> [What you will do]:
Rewrite the data from the start through the line with "positive clicks: (142, 96)", replacing "negative clicks" with "excluded clicks" and changing nothing else. Leave the pictures out.

● ● ● ● ● ● ●

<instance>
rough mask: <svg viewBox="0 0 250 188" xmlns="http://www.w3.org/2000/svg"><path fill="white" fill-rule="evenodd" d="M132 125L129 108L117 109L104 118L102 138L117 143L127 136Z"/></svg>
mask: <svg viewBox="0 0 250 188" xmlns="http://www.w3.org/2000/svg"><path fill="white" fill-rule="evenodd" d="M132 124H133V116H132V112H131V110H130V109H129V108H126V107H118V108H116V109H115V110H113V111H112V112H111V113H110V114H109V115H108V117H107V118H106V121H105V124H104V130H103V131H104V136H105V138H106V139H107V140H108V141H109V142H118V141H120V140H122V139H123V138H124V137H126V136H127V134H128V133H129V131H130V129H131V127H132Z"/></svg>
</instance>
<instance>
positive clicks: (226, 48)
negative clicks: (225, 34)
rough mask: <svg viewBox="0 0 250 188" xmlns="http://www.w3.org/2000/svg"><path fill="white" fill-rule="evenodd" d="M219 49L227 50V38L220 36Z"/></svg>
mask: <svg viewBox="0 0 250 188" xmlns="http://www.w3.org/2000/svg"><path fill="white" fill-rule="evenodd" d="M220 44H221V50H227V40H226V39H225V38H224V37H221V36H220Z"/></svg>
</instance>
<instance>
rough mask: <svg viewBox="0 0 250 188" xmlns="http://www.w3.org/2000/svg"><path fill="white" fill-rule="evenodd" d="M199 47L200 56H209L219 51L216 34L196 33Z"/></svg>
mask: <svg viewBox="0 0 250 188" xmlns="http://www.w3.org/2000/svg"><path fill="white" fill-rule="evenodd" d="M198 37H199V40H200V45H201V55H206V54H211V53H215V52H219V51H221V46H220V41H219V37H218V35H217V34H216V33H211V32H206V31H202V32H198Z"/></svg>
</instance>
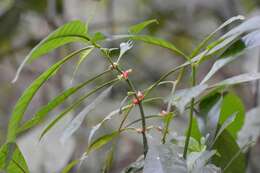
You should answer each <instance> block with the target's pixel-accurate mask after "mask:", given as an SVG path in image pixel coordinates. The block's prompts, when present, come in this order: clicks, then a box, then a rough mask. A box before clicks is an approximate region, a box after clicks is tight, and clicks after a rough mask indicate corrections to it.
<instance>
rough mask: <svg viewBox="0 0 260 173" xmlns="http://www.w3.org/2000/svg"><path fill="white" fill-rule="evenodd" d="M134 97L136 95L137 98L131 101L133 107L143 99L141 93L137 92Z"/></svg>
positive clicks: (142, 96) (140, 91) (140, 101)
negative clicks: (136, 95) (132, 102)
mask: <svg viewBox="0 0 260 173" xmlns="http://www.w3.org/2000/svg"><path fill="white" fill-rule="evenodd" d="M136 95H137V98H134V99H133V104H134V105H137V104H139V103H140V102H141V101H142V100H143V99H144V94H143V93H142V92H141V91H138V92H137V94H136Z"/></svg>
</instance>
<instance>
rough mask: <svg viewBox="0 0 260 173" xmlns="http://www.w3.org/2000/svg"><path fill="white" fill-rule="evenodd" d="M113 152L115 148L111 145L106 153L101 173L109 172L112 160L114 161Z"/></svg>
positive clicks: (113, 146) (114, 149)
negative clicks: (104, 161) (101, 172)
mask: <svg viewBox="0 0 260 173" xmlns="http://www.w3.org/2000/svg"><path fill="white" fill-rule="evenodd" d="M114 150H115V146H114V145H113V146H112V148H111V149H110V150H109V151H108V152H107V154H106V160H105V164H104V167H103V169H102V173H109V171H110V170H111V168H112V164H113V160H114Z"/></svg>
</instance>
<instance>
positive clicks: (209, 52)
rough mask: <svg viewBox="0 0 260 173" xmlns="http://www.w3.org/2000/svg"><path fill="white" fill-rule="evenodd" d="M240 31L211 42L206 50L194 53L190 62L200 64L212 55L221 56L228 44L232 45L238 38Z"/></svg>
mask: <svg viewBox="0 0 260 173" xmlns="http://www.w3.org/2000/svg"><path fill="white" fill-rule="evenodd" d="M239 36H240V33H238V34H236V35H232V36H231V37H228V38H225V39H224V38H220V39H218V40H217V41H214V42H213V43H211V44H210V45H209V46H208V47H207V48H206V50H204V51H203V52H201V53H200V54H198V55H196V56H195V57H194V58H193V59H192V62H197V63H198V64H200V63H201V62H203V61H205V60H207V59H208V58H210V57H212V56H221V55H222V54H223V53H224V52H225V51H226V50H227V49H228V48H229V47H230V46H232V45H233V44H234V43H235V42H236V41H237V40H238V38H239Z"/></svg>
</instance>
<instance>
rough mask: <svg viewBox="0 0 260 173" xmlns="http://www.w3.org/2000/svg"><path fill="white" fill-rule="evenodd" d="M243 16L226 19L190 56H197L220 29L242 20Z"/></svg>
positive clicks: (199, 44) (234, 16)
mask: <svg viewBox="0 0 260 173" xmlns="http://www.w3.org/2000/svg"><path fill="white" fill-rule="evenodd" d="M244 19H245V18H244V16H241V15H238V16H234V17H231V18H230V19H228V20H227V21H225V22H224V23H223V24H221V25H220V26H219V27H218V28H217V29H216V30H215V31H213V32H212V33H210V34H209V35H208V36H207V37H206V38H205V39H204V40H203V41H202V42H201V43H200V44H199V45H198V47H196V48H195V50H194V51H193V52H192V56H191V57H194V56H195V55H197V54H198V53H199V51H200V50H201V49H202V48H203V47H204V46H205V45H206V44H207V43H208V42H209V41H210V40H211V39H212V38H213V37H214V35H215V34H216V33H217V32H218V31H220V30H221V29H223V28H225V27H226V26H228V25H230V24H231V23H233V22H235V21H239V20H244Z"/></svg>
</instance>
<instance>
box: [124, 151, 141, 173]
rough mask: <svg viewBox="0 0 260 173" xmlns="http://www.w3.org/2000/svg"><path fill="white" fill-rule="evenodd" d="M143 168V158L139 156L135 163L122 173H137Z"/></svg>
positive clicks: (135, 161) (140, 170)
mask: <svg viewBox="0 0 260 173" xmlns="http://www.w3.org/2000/svg"><path fill="white" fill-rule="evenodd" d="M143 167H144V156H143V155H141V156H140V157H139V158H138V159H137V160H136V161H135V162H133V163H131V164H130V165H128V166H127V168H125V169H124V170H123V171H122V173H139V172H140V171H142V170H143Z"/></svg>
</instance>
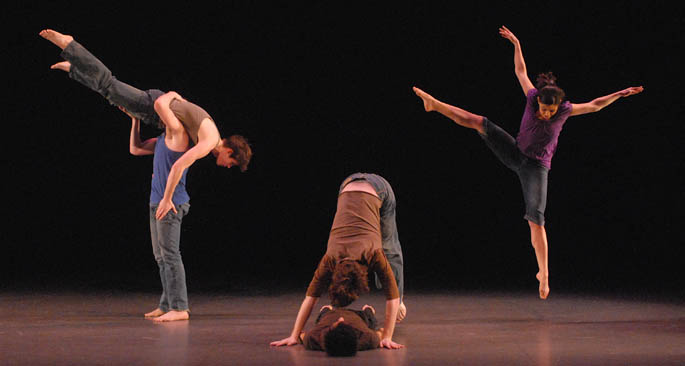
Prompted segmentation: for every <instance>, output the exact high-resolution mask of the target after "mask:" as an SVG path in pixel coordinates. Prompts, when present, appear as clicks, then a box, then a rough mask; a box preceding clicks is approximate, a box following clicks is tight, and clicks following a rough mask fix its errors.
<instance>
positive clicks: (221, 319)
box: [0, 293, 685, 366]
mask: <svg viewBox="0 0 685 366" xmlns="http://www.w3.org/2000/svg"><path fill="white" fill-rule="evenodd" d="M303 296H304V294H303V293H297V294H296V293H292V294H284V295H278V296H248V295H243V296H228V295H226V296H213V295H206V294H205V295H199V294H191V295H190V300H191V310H192V313H191V320H190V321H182V322H174V323H166V324H156V323H153V322H152V321H150V320H146V319H144V318H143V316H142V314H143V313H144V312H146V311H149V310H152V309H153V308H154V307H156V301H157V296H156V295H153V294H147V293H145V294H143V293H118V294H111V293H110V294H107V293H98V294H92V293H91V294H85V293H56V294H47V293H42V294H26V293H0V364H1V365H46V364H49V365H221V364H227V365H229V364H230V365H336V364H341V365H342V364H345V365H376V366H378V365H426V364H433V365H450V364H463V365H683V364H685V305H680V304H677V303H666V302H656V301H652V302H648V301H638V300H625V299H616V298H609V297H606V298H603V297H597V296H594V297H588V296H580V295H558V294H554V293H552V295H551V297H550V299H549V300H547V301H541V300H538V299H536V298H535V297H534V294H530V295H528V294H526V295H520V294H494V293H493V294H485V295H477V294H420V295H419V294H408V295H407V297H406V299H405V302H406V304H407V307H408V317H407V319H406V320H405V321H404V322H403V323H401V324H399V325H398V327H397V329H396V331H395V336H394V340H395V341H397V342H400V343H403V344H404V345H405V346H406V348H405V349H402V350H395V351H390V350H380V349H379V350H372V351H364V352H360V353H358V355H357V356H356V358H355V359H354V360H351V359H331V358H329V357H326V355H325V354H324V353H323V352H315V351H306V350H305V349H304V348H303V347H302V346H293V347H282V348H274V347H270V346H269V342H270V341H273V340H277V339H281V338H284V337H286V336H288V335H289V333H290V330H291V327H292V324H293V322H294V319H295V315H296V313H297V310H298V307H299V304H300V302H301V300H302V298H303ZM360 300H361V302H357V303H356V304H355V305H358V307H361V305H363V304H364V303H369V304H371V305H373V306H375V307H376V309H377V310H378V312H379V313H382V312H383V308H384V307H383V304H384V301H383V299H382V297H381V296H380V295H379V294H378V293H375V294H373V295H367V296H365V297H364V298H362V299H360ZM319 305H322V304H321V303H319V304H317V307H316V309H315V311H318V308H319ZM380 315H381V316H382V314H380ZM314 318H315V315H313V316H312V317H310V321H309V323H308V326H309V325H311V324H312V322H313V319H314Z"/></svg>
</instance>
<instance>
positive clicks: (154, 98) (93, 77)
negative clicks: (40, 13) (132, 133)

● ● ● ● ● ● ●

> [Answer for this exercise]:
<instance>
rough mask: <svg viewBox="0 0 250 188" xmlns="http://www.w3.org/2000/svg"><path fill="white" fill-rule="evenodd" d="M132 125L129 108L117 109L104 118L102 138L117 143L127 136Z"/></svg>
mask: <svg viewBox="0 0 250 188" xmlns="http://www.w3.org/2000/svg"><path fill="white" fill-rule="evenodd" d="M132 124H133V116H132V112H131V110H130V109H129V108H126V107H118V108H116V109H115V110H113V111H112V112H111V113H110V114H109V115H108V117H107V118H106V121H105V124H104V130H103V131H104V136H105V138H106V139H107V140H108V141H109V142H118V141H120V140H122V139H123V138H124V137H126V136H127V134H128V133H129V131H130V129H131V127H132Z"/></svg>
</instance>
<instance>
positive clicks: (226, 48)
excluded clicks: (225, 34)
rough mask: <svg viewBox="0 0 250 188" xmlns="http://www.w3.org/2000/svg"><path fill="white" fill-rule="evenodd" d="M219 49L227 50V38L220 36Z"/></svg>
mask: <svg viewBox="0 0 250 188" xmlns="http://www.w3.org/2000/svg"><path fill="white" fill-rule="evenodd" d="M220 44H221V50H227V40H226V39H225V38H224V37H221V36H220Z"/></svg>
</instance>
<instance>
rough mask: <svg viewBox="0 0 250 188" xmlns="http://www.w3.org/2000/svg"><path fill="white" fill-rule="evenodd" d="M199 47L200 56H209L219 51L216 34L196 33Z"/></svg>
mask: <svg viewBox="0 0 250 188" xmlns="http://www.w3.org/2000/svg"><path fill="white" fill-rule="evenodd" d="M198 37H199V40H200V45H201V55H206V54H211V53H215V52H219V51H221V46H220V41H219V37H218V35H217V34H216V33H211V32H206V31H202V32H198Z"/></svg>
</instance>
You should answer each <instance> block with the target's pixel-accurate mask after "mask:", given as an SVG path in image pixel coordinates. The block's prompts, when present, come in this order: clicks, then a box, then a rough mask. A box before clicks is an approximate region, a box after clicks is tight, and clicks after a rough mask indicate corrections to it.
<instance>
rough mask: <svg viewBox="0 0 260 173" xmlns="http://www.w3.org/2000/svg"><path fill="white" fill-rule="evenodd" d="M134 97L136 95L137 98L131 101L133 107L143 99L141 93L137 92Z"/></svg>
positive clicks: (142, 96) (140, 91) (140, 101)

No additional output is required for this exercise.